== Short task ==
Rewrite the part of the records that opens with the line containing "task: outline the fire line" and closes at the end of the records as a two-column CSV, with columns named text and answer. Give one row per record, put each field in quotes, and turn line breaks into spaces.

START Exercise inputs

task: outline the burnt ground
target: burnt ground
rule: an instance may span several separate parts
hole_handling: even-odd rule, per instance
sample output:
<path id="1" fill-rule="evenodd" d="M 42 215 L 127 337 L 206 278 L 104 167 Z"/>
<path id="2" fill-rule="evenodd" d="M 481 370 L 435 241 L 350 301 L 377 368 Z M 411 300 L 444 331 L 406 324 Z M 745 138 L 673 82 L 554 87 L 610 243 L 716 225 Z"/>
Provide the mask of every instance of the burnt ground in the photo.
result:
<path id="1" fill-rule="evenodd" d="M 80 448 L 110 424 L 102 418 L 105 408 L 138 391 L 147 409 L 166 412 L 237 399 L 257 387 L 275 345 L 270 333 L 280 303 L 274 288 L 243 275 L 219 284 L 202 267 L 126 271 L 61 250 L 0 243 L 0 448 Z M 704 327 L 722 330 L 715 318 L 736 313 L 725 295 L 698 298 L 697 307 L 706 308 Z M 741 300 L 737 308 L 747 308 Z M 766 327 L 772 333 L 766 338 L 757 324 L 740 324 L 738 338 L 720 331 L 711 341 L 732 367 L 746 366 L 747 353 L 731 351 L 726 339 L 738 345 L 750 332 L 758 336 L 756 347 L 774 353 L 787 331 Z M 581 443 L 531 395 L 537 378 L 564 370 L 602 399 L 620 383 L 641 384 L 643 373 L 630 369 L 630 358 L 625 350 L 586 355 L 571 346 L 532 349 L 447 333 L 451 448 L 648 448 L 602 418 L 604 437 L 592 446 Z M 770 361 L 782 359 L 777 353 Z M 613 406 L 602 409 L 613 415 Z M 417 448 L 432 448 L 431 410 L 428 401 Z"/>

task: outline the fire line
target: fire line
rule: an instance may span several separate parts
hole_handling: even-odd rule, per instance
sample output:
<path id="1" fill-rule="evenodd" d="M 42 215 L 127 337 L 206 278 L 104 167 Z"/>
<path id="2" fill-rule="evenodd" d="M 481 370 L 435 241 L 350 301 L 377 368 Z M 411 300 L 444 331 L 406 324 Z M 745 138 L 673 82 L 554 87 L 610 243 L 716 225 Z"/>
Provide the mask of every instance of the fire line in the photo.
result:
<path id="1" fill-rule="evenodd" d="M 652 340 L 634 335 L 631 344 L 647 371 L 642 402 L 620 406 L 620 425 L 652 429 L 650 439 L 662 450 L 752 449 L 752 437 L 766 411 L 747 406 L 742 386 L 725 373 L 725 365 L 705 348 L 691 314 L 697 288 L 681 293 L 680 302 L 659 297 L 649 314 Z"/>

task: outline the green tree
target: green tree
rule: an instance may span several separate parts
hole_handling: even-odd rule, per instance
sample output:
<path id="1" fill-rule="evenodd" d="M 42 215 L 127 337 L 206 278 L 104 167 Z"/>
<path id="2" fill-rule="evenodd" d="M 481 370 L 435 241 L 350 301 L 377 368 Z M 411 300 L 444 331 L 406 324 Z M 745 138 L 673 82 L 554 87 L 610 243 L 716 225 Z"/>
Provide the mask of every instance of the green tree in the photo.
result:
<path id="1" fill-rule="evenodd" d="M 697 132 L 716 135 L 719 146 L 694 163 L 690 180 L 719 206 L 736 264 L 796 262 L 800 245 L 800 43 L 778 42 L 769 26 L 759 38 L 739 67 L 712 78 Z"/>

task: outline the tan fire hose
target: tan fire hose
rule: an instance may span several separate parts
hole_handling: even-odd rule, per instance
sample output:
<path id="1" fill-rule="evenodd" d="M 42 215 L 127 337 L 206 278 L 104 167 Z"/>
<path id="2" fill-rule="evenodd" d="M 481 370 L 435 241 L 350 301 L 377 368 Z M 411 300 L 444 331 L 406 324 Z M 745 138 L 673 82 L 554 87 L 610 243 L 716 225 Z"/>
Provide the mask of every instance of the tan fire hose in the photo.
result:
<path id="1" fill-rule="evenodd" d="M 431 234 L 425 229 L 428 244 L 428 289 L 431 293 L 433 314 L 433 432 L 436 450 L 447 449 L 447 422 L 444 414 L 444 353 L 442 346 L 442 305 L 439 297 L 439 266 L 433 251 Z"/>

END Exercise inputs

== Output ==
text,answer
"task: outline the fire line target: fire line rule: an instance may span several separate parts hole_handling: even-odd rule, per instance sample output: <path id=""1"" fill-rule=""evenodd"" d=""M 42 215 L 127 337 L 206 278 L 104 167 Z""/> <path id=""2"" fill-rule=""evenodd"" d=""M 481 370 L 435 241 L 350 301 L 377 368 Z M 411 300 L 444 331 L 406 324 Z M 745 138 L 673 82 L 554 87 L 610 243 L 716 225 Z""/> Provide the mask of every instance of the fire line in the photo. result:","<path id=""1"" fill-rule=""evenodd"" d=""M 652 340 L 634 335 L 631 344 L 647 371 L 642 402 L 620 406 L 620 425 L 652 429 L 650 439 L 662 450 L 752 449 L 752 437 L 766 411 L 747 406 L 742 386 L 725 373 L 725 365 L 705 348 L 691 314 L 697 288 L 681 293 L 680 302 L 659 297 L 649 314 Z""/>"
"task: outline the green tree target: green tree rule: an instance may span several separate parts hole_handling: even-odd rule, per instance sample output: <path id=""1"" fill-rule=""evenodd"" d=""M 42 215 L 127 337 L 206 278 L 104 167 Z""/> <path id=""2"" fill-rule=""evenodd"" d=""M 481 370 L 435 241 L 350 301 L 377 368 Z M 411 300 L 444 331 L 406 324 Z M 745 138 L 673 82 L 554 87 L 610 243 L 716 225 Z""/> Provide the mask of every instance of the green tree in the photo. result:","<path id=""1"" fill-rule=""evenodd"" d=""M 697 132 L 716 135 L 719 146 L 694 163 L 690 180 L 719 206 L 736 264 L 796 262 L 800 245 L 800 43 L 778 42 L 769 26 L 759 38 L 739 67 L 712 78 Z""/>"
"task: outline the tan fire hose target: tan fire hose rule: an instance may span several separate parts hole_handling: even-odd rule, per instance sample output: <path id=""1"" fill-rule=""evenodd"" d=""M 42 215 L 127 337 L 206 278 L 104 167 Z""/> <path id=""2"" fill-rule=""evenodd"" d=""M 481 370 L 435 241 L 350 301 L 377 368 Z M 411 300 L 444 331 L 406 324 Z M 745 138 L 673 82 L 554 87 L 610 243 L 716 225 Z""/> Provide the mask of every instance of the tan fire hose in the photo. result:","<path id=""1"" fill-rule=""evenodd"" d=""M 431 234 L 425 229 L 428 244 L 428 289 L 431 293 L 433 314 L 433 432 L 436 450 L 447 449 L 447 422 L 444 414 L 444 353 L 442 346 L 442 305 L 439 297 L 439 266 L 433 251 Z""/>"